Copy exactly the lines of the material below that run from the one containing "# Mark the region of the wooden" through the one containing "regionseg --target=wooden fence". Copy no other lines.

---------- Exercise input ----------

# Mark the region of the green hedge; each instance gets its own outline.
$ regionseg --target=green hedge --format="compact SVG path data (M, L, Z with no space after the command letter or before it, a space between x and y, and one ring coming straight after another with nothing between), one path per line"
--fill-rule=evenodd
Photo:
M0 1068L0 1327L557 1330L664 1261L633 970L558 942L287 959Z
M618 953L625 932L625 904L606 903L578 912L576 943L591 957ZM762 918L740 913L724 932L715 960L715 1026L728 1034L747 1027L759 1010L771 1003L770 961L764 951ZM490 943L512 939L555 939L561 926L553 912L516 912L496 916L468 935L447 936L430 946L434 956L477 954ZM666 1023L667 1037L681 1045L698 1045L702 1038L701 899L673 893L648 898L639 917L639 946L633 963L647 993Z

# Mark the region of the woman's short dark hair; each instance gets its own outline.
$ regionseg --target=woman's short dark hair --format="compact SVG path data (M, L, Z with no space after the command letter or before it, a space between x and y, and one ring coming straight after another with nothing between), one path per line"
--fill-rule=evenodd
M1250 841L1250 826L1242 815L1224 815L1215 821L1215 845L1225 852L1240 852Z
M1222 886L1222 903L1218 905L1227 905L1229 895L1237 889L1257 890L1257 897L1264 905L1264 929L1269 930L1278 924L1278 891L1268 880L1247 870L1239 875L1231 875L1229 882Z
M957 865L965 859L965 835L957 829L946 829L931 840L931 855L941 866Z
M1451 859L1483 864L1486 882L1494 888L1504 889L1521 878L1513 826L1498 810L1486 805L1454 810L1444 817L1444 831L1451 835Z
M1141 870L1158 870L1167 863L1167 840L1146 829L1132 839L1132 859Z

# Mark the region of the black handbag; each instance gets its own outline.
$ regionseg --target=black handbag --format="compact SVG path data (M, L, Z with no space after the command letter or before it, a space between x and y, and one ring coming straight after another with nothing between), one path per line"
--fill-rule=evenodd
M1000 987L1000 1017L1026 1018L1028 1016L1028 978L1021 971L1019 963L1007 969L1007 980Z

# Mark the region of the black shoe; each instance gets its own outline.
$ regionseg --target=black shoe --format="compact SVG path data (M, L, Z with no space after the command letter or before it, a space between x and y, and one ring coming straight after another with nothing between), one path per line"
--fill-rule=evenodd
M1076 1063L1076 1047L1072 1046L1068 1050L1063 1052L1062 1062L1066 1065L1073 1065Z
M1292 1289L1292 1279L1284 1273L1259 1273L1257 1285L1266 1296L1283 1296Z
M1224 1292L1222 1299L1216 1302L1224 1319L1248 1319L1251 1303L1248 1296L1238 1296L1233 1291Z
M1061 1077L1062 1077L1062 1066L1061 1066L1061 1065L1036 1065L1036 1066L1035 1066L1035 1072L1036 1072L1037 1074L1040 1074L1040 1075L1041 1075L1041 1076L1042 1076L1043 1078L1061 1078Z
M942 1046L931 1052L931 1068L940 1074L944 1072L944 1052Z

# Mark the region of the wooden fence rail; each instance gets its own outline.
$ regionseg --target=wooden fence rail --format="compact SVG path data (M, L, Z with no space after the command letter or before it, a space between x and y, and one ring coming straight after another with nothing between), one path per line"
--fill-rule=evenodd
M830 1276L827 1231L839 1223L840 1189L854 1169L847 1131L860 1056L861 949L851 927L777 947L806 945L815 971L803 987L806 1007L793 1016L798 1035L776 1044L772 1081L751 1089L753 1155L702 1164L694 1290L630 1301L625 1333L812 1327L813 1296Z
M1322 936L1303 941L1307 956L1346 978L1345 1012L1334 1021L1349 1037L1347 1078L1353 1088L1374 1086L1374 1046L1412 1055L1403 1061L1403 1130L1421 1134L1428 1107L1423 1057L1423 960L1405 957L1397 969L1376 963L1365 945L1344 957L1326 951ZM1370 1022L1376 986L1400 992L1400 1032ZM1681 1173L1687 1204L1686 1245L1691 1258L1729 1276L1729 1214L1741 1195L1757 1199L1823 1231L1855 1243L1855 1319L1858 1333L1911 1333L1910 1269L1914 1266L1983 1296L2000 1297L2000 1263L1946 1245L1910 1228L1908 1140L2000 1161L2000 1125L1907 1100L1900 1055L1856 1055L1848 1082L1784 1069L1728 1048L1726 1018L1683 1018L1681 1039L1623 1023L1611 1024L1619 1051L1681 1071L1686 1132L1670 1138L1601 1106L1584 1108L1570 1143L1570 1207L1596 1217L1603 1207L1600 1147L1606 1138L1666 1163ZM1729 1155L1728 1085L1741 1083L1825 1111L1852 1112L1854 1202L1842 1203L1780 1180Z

----------

Answer to this problem
# Mark the region of the wooden fence rail; each instance gets its own outline.
$ regionseg --target=wooden fence rail --format="compact SVG path data (M, L, Z with no space after the command letter or before it, a space between x and y, and one ring coming straight after another with nothing between), one path per line"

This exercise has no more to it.